Could you put the lines of the material, from the line containing "--target small cone" through the end of the material, into a numbered list with blank lines left out?

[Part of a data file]
+--

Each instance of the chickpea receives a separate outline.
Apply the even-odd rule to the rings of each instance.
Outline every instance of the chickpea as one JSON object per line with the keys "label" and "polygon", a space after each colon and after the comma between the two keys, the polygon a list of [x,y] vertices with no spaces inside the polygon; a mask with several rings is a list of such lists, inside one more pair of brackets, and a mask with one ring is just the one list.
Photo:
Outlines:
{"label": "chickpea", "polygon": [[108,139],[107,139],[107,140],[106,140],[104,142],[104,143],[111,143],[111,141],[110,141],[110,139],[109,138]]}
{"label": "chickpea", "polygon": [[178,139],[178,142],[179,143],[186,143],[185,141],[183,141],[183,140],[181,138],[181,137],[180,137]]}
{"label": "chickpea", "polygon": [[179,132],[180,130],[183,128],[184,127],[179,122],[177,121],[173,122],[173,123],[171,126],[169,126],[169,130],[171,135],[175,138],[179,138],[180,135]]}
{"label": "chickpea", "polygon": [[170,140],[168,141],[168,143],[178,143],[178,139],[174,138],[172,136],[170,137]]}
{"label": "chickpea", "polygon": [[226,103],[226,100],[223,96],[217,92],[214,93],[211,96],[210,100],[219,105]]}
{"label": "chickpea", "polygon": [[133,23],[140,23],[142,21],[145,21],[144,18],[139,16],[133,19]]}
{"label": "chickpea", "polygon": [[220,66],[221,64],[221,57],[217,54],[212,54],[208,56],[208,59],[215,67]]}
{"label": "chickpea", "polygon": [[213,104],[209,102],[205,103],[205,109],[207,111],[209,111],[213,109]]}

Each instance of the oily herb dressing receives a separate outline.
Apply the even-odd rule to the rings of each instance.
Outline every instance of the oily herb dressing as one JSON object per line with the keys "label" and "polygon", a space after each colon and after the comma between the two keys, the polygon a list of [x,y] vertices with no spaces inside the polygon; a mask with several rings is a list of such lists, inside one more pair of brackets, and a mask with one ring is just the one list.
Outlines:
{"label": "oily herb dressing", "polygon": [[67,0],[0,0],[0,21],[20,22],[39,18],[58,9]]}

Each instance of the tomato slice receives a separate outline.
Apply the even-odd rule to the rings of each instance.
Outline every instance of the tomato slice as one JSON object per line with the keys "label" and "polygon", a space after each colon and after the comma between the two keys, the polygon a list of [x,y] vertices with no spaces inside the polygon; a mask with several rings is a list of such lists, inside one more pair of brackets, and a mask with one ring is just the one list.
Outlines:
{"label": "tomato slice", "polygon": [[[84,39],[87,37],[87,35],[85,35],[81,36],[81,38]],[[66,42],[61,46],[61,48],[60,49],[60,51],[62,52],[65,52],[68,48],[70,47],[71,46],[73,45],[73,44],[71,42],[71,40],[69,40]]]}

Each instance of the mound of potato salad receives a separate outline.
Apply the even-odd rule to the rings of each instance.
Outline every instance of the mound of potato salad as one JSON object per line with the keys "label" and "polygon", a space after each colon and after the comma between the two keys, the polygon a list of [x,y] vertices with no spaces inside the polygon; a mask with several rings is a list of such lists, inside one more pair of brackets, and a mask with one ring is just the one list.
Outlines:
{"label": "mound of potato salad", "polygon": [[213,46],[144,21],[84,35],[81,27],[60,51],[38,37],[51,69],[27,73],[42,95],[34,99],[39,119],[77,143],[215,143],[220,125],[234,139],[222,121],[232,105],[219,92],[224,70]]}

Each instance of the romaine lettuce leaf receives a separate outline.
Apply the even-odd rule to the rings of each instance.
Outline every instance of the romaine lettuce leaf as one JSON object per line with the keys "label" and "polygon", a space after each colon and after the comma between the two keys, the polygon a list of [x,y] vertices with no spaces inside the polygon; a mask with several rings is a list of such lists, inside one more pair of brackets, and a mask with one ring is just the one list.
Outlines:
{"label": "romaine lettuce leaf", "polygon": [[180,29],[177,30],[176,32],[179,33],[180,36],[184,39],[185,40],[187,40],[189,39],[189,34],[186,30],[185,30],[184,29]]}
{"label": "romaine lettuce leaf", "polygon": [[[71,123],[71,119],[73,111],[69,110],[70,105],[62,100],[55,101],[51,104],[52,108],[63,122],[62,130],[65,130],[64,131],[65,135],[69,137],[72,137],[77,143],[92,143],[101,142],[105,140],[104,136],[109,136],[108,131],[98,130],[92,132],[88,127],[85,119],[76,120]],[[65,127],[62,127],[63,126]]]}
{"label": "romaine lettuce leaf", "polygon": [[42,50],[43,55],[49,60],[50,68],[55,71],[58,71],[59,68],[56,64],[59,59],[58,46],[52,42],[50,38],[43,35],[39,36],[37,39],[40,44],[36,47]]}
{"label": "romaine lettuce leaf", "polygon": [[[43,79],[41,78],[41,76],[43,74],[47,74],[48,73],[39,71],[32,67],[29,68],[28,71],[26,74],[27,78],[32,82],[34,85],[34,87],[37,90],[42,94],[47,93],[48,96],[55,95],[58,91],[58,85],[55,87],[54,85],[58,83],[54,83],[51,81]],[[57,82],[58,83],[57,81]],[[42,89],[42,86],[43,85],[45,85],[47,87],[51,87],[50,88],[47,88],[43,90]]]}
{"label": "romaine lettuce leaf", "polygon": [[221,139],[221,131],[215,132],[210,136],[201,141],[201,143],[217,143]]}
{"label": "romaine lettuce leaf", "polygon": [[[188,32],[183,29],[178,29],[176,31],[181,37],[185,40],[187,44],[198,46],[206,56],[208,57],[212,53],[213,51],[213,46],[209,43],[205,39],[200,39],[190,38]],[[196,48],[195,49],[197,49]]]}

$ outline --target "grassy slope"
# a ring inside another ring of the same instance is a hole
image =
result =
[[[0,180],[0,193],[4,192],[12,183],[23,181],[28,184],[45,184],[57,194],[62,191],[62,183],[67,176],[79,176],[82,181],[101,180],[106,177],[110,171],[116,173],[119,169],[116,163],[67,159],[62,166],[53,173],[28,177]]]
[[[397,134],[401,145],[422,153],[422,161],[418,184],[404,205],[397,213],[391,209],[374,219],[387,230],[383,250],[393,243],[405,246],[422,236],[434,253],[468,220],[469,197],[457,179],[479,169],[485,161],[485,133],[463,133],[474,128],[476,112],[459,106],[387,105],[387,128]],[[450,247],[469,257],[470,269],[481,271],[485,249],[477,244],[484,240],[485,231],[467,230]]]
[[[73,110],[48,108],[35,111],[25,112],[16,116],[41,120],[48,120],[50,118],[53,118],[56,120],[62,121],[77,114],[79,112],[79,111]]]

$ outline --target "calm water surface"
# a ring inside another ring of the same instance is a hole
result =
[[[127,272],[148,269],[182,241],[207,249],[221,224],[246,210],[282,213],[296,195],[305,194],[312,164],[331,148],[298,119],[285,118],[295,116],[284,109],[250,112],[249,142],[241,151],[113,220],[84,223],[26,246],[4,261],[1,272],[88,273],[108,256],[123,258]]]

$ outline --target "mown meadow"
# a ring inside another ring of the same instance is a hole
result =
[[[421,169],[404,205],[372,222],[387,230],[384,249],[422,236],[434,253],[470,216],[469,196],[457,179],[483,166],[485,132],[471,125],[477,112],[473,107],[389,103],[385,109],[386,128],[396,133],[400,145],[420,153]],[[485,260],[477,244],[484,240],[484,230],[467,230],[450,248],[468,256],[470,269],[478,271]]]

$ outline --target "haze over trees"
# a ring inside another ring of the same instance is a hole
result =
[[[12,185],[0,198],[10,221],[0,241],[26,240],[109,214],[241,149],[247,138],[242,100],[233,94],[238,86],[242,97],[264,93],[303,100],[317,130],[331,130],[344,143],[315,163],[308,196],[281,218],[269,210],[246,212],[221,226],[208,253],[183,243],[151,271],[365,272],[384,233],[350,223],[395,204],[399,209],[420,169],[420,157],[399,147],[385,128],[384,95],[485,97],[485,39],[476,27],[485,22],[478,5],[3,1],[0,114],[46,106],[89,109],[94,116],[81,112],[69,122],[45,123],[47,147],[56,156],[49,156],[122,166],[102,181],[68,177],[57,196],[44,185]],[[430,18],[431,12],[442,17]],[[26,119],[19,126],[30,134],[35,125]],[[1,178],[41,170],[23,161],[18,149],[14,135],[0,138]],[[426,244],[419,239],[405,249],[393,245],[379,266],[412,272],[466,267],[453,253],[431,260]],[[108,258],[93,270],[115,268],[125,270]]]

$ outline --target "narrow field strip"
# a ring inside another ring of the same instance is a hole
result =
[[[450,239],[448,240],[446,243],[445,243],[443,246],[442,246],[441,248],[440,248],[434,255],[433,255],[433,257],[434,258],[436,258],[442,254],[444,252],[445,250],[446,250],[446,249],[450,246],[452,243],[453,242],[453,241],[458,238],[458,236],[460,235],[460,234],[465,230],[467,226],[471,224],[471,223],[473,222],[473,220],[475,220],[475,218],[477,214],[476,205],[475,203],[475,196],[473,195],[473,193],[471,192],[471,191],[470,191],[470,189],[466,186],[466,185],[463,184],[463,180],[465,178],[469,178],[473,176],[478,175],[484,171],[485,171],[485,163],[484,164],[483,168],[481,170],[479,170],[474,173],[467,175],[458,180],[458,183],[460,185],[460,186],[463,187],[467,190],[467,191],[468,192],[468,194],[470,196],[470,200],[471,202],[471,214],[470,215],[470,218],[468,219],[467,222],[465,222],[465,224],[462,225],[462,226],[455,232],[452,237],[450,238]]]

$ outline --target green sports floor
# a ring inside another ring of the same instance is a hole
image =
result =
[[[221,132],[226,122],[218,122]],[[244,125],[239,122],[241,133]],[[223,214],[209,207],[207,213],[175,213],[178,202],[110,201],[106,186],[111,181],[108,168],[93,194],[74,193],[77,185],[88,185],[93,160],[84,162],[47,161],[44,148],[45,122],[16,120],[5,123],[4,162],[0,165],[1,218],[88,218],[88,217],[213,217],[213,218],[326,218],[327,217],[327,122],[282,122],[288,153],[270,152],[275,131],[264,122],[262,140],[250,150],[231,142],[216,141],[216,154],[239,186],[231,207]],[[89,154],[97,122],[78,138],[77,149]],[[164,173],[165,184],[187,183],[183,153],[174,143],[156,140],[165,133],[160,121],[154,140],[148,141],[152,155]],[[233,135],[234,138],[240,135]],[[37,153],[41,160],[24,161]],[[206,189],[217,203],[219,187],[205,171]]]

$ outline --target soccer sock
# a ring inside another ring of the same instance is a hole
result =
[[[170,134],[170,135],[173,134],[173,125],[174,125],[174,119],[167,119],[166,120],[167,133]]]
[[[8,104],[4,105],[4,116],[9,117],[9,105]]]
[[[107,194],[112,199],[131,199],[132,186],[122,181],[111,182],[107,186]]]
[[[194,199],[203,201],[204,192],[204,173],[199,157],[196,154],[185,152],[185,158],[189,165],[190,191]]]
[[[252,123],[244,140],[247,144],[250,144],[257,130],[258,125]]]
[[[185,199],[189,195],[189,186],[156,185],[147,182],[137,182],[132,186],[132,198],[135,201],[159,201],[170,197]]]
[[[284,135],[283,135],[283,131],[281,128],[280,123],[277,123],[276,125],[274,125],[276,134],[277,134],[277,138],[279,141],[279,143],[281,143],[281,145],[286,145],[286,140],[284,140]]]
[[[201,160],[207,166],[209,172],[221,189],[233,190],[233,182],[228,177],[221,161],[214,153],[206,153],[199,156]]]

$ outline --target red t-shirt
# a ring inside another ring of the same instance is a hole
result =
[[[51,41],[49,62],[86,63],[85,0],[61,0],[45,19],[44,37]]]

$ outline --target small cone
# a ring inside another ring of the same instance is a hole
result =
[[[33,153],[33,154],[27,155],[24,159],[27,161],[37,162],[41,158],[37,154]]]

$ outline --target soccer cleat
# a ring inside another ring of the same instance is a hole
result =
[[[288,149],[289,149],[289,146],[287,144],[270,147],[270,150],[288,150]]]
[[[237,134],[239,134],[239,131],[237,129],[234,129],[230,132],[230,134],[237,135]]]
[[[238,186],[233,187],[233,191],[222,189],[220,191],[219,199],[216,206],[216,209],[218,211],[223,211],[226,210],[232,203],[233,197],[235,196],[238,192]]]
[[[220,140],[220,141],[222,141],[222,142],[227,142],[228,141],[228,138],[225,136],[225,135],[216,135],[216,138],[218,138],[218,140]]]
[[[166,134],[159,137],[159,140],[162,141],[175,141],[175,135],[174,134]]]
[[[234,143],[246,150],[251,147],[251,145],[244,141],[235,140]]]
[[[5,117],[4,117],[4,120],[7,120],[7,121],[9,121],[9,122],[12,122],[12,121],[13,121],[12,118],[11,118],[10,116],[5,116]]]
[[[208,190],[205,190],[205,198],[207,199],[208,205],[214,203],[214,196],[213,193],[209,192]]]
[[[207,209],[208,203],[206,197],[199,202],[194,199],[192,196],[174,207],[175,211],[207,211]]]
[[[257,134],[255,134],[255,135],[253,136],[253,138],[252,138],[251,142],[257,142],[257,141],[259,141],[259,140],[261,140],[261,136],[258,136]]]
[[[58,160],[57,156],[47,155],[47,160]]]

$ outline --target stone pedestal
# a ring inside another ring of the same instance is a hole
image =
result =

+--

> [FINAL RESULT]:
1. $ outline --target small cone
2. # a ring inside another ring of the same instance is a hole
3. result =
4. [[[33,153],[33,154],[27,155],[24,159],[27,161],[37,162],[41,158],[37,154]]]
5. $ outline --target soccer cleat
6. # a ring inside another ring of the same instance is a hole
7. result =
8. [[[288,149],[289,149],[289,146],[287,144],[270,147],[270,150],[288,150]]]
9. [[[237,134],[239,134],[239,131],[237,129],[234,129],[230,132],[230,134],[237,135]]]
10. [[[238,186],[233,187],[233,191],[222,189],[220,191],[219,199],[216,206],[216,209],[218,211],[223,211],[226,210],[232,203],[233,197],[235,196],[238,192]]]
11. [[[220,140],[220,141],[222,141],[222,142],[227,142],[228,141],[228,138],[225,136],[225,135],[216,135],[216,138],[218,138],[218,140]]]
12. [[[166,134],[159,137],[159,140],[162,141],[175,141],[175,135],[174,134]]]
13. [[[234,143],[246,150],[251,147],[251,145],[244,141],[235,140]]]
14. [[[5,117],[4,117],[4,120],[7,120],[7,121],[9,121],[9,122],[12,122],[12,121],[13,121],[12,118],[11,118],[10,116],[5,116]]]
15. [[[208,190],[205,190],[205,198],[207,199],[208,205],[214,203],[214,196],[213,193],[209,192]]]
16. [[[207,209],[208,203],[206,197],[199,202],[194,199],[192,196],[174,207],[175,211],[207,211]]]
17. [[[257,134],[255,134],[255,135],[253,136],[253,138],[252,138],[251,142],[257,142],[257,141],[259,141],[259,140],[261,140],[261,136],[258,136]]]
18. [[[58,160],[57,156],[47,155],[47,160]]]
19. $ outline --target stone pedestal
20. # a ring inside another ring of the same instance is a hole
21. image =
22. result =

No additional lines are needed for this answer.